■ Task directions ■
Copy the items word for word, from the very beginning down through the line that contains "x=404 y=247".

■ Data for processing ■
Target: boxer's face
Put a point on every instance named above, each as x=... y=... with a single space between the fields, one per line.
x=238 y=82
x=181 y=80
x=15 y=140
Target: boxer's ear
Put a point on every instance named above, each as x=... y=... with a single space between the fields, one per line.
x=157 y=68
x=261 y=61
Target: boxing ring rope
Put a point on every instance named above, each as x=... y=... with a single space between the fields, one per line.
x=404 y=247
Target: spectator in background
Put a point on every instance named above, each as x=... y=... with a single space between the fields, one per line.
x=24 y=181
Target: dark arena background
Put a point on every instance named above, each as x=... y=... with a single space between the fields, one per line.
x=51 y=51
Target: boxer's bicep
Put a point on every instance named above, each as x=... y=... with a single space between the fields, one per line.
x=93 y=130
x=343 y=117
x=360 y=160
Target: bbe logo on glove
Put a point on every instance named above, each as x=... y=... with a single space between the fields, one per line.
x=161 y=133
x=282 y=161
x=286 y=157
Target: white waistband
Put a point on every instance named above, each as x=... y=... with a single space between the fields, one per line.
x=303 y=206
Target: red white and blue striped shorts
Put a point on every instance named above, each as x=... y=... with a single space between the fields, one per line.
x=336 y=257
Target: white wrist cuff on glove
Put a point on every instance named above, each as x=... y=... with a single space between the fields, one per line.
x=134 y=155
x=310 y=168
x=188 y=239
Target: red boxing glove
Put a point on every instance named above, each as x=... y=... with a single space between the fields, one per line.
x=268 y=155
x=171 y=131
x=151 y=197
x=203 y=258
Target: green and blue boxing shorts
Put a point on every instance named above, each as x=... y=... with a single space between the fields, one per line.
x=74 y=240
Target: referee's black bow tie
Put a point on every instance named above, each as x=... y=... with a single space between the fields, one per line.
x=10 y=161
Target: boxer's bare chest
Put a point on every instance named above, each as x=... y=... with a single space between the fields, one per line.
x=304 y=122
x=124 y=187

■ Solution to the exercise ■
Target: boxer's face
Put a point on every instance named above, each as x=... y=... with a single space between the fields, one per line.
x=238 y=82
x=181 y=80
x=15 y=140
Target: boxer's ear
Put a point on every instance named above, each as x=... y=... with a single space between the fields, one per line.
x=157 y=68
x=261 y=61
Target: boxing ring rope
Put a point on every instance named above, each as x=... y=... with a single space between the fields, one per line.
x=404 y=247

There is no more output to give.